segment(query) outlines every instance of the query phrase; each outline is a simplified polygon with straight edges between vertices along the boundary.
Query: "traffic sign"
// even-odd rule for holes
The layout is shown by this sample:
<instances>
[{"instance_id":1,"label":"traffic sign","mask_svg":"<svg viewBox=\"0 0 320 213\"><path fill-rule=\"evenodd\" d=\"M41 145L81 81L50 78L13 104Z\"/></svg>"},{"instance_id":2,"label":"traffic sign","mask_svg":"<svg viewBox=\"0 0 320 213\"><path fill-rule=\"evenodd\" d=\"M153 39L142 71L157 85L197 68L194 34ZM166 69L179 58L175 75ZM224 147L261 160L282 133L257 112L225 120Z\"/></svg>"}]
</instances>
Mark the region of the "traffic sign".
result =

▶ _Task to complete_
Show all lines from the entries that hold "sign".

▶ _Solution_
Query: "traffic sign"
[{"instance_id":1,"label":"traffic sign","mask_svg":"<svg viewBox=\"0 0 320 213\"><path fill-rule=\"evenodd\" d=\"M41 145L81 81L50 78L13 104Z\"/></svg>"},{"instance_id":2,"label":"traffic sign","mask_svg":"<svg viewBox=\"0 0 320 213\"><path fill-rule=\"evenodd\" d=\"M153 39L142 71L157 85L197 68L194 34ZM166 69L179 58L175 75ZM224 147L261 160L282 133L257 112L225 120Z\"/></svg>"}]
Mark the region of the "traffic sign".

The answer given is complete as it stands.